◆ **Document passage**

Thanks Aaron,
The altered connect call was exactly what I was after...( and it worked as expected -
no more database sessions for the authenticating users ).
A little more background may explain the odd ( ? ) construction.
I wanted to make the design easily portable to different databases - so either I had
to code around the different ways that they store usernames and passwords, or create
my own user attributes table ( 2nd is not such a bad idea ). However the user
population already has database accounts for other stuff, so I thought I would
"leverage" off that....( bad marketing speak alert just then it portrays the idea ok).
The security question I have currently ignored as the webapp is used on a closed lan,
however I plan to alter this by ensuring that the page that accepts username, passwd
is only callable via https. It will then ( optinally ) switch back to http when
redirecting to the continuation page....
Thanks for your help
Mark
> -----Original Message-----
> From: Aaron [SMTP:[EMAIL PROTECTED]]
> Sent: Friday, October 06, 2000 1:55 AM
> To: Mark Kirkwood
> Cc: [EMAIL PROTECTED]
> Subject: Re: Disable/Enable Persistant Connections On Demand
>
> at a time earlier than now, Mark Kirkwood wrote:
> > Dear List,
> >
> > This may be a stupid question... but anyway...
>
> no way. Apache::DBI and DBI kind of cheat and automagically make stuff
> happen. it's very cool, but it can also be hard to extend or modify for
> specific situations.
>
> > This works great, because most of the web site uses a "generic" user to connect to
>the database. However I do authentication via the database ( i.e : attempt a
>connection using supplied user/pwd and if so set a cookie and continue on using the
>generic user/pwd) , and these "once only" connections persist too.
>
> would it be better to query a table, maybe a system table, to verify login?

◆ **Available data**

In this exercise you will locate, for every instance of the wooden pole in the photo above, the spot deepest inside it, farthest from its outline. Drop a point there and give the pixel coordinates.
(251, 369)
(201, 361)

◆ **Tasks for this exercise**
1. Rewrite the email about persistent database connections, starting with the words "I wanted to" and stopping after "the idea ok).", and swap "user attributes table" for "user credentials table".
2. Please carry on the email about persistent database connections from the point where it stops.

◆ **The results**
1.
I wanted to make the design easily portable to different databases - so either I had
to code around the different ways that they store usernames and passwords, or create
my own user credentials table ( 2nd is not such a bad idea ). However the user
population already has database accounts for other stuff, so I thought I would
"leverage" off that....( bad marketing speak alert just then it portrays the idea ok).

2.
> i assume you are using ssl to encrypt these user/password pairs, but it
> doesn't seem as though you have a need for a connection.
>
> of course, it is probably just a political situation where the users who are
> logging in already have accounts, you don't have access to system tables b/c
> the dba doesn't want let you and so on.
>
> *** i did not test i am not recommending i am not responsible ***
>
> anyway... you could probably just get away with calling connect like this:
>
> DBI->connect('dbi:mysql:dbname=db','user','pass',
> {attr=>value},
> undef,
> 'connect');
>
> which will set $connect_meth to it's default value
>
> my $connect_via = "connect";
>
> and set connect_meth to 'connect' and not 'Apache::DBI::connect'
>
> $connect_via = "Apache::DBI::connect";
>
> so that when this code runs you are good to go without Apache::DBI.
>
> $drh->$connect_meth($dsn, $user, $pass, $attr)
>
> he he. ugh. take a look at the DBI.pm source, you'll see what's going on.
>
> aaron
>
> let me know what happens
>
>
>
> > Thus after 100 folk have logged in there are 100 ( unused ) connections. I would
>like to have these authentication once only connection not persist.
> >
> > Is there any way to "by default" use persistent connections but on occasions not ?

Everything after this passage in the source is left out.